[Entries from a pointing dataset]
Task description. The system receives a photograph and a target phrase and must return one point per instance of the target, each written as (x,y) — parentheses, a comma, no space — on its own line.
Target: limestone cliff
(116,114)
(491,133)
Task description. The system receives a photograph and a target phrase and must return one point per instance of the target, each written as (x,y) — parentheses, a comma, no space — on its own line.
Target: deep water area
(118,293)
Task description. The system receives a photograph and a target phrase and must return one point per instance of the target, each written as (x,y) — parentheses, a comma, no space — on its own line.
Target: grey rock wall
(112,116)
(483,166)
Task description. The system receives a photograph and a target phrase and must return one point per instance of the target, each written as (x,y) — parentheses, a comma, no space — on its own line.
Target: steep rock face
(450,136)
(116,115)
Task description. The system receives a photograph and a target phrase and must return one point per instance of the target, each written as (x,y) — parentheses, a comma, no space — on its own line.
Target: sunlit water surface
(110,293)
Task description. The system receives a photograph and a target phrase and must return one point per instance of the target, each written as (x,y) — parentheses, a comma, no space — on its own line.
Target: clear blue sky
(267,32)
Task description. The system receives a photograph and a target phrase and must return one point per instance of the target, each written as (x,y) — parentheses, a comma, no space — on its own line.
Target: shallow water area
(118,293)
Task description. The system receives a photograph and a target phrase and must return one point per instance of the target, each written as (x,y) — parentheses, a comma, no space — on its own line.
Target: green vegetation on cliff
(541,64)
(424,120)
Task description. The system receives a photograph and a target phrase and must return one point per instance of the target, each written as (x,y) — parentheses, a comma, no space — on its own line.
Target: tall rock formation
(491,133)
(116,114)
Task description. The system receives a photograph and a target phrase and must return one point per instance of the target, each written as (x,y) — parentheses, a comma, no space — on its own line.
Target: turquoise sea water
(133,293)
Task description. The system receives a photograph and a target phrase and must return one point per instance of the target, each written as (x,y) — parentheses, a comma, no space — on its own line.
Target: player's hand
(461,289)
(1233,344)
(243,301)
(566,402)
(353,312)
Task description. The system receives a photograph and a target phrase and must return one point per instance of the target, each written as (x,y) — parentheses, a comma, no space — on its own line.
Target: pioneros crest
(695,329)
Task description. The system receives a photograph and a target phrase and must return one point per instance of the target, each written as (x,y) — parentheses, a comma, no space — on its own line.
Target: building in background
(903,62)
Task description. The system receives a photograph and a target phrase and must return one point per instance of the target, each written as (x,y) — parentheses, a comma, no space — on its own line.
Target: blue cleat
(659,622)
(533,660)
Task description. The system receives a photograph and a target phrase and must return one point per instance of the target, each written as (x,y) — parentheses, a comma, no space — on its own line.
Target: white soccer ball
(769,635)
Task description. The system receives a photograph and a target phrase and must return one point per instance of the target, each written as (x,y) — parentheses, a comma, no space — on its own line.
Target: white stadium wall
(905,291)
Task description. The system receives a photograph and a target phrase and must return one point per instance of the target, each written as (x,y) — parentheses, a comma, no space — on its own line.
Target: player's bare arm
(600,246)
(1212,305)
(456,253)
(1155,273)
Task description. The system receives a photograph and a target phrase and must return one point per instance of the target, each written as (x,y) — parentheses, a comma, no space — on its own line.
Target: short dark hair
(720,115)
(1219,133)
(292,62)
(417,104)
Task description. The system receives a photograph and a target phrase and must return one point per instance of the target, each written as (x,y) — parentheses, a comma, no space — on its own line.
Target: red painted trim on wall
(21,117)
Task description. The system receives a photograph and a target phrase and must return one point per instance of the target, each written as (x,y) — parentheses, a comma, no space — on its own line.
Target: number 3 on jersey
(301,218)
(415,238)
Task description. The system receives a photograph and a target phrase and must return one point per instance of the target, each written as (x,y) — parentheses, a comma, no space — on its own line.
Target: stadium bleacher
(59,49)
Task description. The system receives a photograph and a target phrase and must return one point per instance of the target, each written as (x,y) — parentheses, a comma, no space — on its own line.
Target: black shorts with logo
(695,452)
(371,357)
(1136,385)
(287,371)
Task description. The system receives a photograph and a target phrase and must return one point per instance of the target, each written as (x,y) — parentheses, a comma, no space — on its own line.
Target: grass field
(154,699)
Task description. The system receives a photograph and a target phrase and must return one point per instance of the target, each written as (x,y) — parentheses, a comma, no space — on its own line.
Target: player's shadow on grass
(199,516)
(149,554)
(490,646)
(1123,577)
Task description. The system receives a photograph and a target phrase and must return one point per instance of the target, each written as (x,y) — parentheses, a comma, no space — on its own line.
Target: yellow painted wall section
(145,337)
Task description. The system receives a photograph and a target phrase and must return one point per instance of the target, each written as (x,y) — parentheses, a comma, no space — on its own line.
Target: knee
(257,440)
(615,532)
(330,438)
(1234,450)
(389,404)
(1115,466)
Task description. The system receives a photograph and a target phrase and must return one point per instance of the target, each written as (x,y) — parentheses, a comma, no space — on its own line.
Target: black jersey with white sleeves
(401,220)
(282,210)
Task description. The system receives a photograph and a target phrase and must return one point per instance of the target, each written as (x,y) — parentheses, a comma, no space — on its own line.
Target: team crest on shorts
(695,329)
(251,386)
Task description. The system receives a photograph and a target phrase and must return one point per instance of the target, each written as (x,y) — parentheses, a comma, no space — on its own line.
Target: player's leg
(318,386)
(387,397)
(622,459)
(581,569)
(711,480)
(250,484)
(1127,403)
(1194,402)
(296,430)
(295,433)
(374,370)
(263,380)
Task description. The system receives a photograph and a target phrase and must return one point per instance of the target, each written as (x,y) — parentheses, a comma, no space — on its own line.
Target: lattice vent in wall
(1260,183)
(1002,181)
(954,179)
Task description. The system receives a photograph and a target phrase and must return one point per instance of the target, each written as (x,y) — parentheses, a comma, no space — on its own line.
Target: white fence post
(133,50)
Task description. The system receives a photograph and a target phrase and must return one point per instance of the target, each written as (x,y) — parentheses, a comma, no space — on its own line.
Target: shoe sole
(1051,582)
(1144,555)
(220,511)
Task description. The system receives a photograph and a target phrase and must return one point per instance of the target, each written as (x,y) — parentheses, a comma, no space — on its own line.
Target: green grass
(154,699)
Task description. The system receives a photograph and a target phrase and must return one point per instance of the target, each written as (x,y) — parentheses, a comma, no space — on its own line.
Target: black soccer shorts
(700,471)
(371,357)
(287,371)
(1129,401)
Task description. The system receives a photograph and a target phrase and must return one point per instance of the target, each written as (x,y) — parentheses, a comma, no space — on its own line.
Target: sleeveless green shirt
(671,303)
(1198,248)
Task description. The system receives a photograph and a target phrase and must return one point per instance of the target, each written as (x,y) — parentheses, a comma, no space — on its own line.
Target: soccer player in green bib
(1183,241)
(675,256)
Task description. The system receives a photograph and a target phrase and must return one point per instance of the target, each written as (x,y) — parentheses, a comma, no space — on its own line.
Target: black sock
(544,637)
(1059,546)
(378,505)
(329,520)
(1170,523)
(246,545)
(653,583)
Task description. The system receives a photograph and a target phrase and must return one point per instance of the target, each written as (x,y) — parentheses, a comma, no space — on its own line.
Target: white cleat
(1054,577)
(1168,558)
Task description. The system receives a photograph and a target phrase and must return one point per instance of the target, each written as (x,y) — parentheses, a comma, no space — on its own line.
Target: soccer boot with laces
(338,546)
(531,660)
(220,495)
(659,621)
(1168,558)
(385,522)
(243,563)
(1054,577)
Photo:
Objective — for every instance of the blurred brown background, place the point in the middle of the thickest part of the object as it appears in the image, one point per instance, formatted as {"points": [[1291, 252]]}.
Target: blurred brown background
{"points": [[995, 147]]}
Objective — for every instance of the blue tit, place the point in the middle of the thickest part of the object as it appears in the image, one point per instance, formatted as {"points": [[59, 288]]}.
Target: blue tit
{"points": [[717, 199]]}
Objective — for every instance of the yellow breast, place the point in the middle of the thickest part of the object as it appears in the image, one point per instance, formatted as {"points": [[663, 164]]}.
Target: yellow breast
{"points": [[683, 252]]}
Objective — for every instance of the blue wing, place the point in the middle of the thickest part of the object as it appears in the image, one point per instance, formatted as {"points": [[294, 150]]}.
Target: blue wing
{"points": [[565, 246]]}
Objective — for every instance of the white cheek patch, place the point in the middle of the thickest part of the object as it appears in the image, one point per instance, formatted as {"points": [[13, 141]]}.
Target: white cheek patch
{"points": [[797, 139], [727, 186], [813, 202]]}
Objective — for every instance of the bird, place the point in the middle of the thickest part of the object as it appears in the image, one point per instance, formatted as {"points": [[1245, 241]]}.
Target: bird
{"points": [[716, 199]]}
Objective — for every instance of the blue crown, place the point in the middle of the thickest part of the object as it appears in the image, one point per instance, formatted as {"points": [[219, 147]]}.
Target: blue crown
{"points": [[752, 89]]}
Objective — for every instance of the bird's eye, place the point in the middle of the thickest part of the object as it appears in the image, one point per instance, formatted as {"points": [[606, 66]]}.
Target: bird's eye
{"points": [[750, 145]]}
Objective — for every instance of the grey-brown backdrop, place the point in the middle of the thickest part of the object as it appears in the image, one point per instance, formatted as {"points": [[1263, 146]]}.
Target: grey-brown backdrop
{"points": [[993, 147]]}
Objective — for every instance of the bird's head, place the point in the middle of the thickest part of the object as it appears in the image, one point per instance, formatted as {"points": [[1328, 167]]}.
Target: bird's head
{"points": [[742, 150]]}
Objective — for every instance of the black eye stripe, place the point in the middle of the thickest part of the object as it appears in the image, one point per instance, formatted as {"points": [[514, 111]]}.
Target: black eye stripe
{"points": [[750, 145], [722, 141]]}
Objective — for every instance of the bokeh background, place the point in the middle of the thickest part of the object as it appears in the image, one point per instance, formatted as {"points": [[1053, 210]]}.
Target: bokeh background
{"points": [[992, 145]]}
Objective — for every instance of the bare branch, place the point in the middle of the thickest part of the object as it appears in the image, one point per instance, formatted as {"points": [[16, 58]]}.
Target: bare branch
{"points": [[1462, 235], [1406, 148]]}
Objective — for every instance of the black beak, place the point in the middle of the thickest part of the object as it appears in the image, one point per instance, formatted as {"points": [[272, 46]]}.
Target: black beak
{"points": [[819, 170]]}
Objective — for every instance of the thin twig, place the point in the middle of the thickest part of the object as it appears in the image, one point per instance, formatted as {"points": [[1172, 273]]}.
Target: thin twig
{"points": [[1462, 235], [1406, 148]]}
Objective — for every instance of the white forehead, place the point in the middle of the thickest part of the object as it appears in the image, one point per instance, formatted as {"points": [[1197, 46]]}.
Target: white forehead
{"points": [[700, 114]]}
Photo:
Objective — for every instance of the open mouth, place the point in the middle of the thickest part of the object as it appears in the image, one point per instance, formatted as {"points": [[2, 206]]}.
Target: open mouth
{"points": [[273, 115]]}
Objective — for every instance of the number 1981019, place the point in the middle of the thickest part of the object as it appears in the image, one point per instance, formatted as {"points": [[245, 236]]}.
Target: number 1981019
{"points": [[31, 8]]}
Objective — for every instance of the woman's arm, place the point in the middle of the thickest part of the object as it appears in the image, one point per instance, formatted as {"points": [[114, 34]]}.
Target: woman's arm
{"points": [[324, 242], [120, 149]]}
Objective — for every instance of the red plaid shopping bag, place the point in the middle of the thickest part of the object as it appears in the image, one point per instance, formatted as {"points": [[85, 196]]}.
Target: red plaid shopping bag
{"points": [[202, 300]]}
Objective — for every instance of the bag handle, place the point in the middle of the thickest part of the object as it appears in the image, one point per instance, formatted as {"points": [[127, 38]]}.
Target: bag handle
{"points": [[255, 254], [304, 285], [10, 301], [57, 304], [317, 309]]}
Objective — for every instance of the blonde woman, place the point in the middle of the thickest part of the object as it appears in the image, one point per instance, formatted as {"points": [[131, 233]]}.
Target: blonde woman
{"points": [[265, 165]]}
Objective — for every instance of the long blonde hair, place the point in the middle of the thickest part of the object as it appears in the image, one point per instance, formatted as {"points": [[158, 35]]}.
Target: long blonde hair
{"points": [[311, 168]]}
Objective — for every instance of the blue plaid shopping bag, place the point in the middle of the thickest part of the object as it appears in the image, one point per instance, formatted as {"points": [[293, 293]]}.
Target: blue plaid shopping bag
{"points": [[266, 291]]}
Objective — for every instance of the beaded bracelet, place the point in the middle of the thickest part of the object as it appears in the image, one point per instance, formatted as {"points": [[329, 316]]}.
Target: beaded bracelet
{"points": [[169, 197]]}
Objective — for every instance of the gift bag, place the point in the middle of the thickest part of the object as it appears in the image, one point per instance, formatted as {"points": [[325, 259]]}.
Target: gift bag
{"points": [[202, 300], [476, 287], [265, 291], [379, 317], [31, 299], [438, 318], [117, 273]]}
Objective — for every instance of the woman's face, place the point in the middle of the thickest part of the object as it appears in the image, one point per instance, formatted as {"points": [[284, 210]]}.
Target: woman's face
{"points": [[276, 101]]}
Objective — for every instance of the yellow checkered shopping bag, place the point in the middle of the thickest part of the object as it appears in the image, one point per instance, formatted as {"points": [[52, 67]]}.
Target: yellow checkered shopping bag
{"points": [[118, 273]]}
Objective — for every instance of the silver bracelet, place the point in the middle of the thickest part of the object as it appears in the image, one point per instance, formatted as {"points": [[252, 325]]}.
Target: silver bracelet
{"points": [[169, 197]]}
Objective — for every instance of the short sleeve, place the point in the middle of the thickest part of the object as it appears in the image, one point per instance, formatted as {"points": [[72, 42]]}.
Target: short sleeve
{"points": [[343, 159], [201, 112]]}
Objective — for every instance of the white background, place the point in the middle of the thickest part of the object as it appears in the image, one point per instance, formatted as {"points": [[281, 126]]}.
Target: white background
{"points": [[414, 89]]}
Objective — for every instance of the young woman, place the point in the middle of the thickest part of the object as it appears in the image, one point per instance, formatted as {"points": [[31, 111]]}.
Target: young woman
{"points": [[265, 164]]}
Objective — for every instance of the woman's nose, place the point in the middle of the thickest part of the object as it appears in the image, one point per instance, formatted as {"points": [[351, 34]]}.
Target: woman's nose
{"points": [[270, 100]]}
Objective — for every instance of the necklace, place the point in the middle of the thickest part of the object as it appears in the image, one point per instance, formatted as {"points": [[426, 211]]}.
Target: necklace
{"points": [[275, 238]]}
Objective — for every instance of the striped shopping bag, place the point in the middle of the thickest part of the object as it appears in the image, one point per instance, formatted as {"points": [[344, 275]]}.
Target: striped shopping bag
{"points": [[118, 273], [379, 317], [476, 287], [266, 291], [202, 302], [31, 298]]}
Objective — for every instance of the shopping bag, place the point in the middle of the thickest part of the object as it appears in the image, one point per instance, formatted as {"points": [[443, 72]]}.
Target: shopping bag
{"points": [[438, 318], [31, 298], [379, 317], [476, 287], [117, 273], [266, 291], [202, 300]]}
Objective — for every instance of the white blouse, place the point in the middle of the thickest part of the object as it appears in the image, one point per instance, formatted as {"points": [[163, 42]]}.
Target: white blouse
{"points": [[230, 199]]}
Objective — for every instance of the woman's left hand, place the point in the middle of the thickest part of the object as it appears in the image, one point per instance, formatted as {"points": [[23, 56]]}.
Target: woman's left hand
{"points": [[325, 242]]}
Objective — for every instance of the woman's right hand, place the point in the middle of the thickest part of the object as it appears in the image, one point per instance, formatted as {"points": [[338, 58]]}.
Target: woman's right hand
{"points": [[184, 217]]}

What you will do: Repeat only what runs from the line holding "Objective — for every instance of the striped" to the end of the data, keeping every line exactly as written, first and last included.

Written solution:
Objective — for every instance of the striped shopping bag, place the point in the middle of the thickest part of the object as it appears in the image, one point per instance, formatted as {"points": [[344, 275]]}.
Target: striped shopping bag
{"points": [[118, 273], [379, 317], [476, 287], [266, 291], [202, 302], [31, 298]]}
Objective — for every instance of the shopping bag, place the point in the middle of the thickest part of the object as it appears in the image, one point per instance, formatted as {"points": [[443, 72]]}.
Target: shopping bag
{"points": [[438, 318], [31, 298], [379, 317], [476, 287], [117, 273], [266, 291], [202, 300]]}
Objective — for every instance of the white blouse, place the point in the middle of the thickest part of the object as it appears in the image, one point per instance, formatted as {"points": [[163, 42]]}.
Target: white blouse
{"points": [[230, 199]]}
Objective — for every instance of the woman's left hand, place the point in the middle of the thickest part of the object as it appears in the image, one point per instance, formatted as {"points": [[23, 56]]}.
Target: woman's left hand
{"points": [[325, 242]]}
Objective — for every instance of the woman's right hand, place the point in the middle of the thickest part of the object as it appears in the image, one point per instance, formatted as {"points": [[338, 58]]}.
Target: woman's right hand
{"points": [[184, 217]]}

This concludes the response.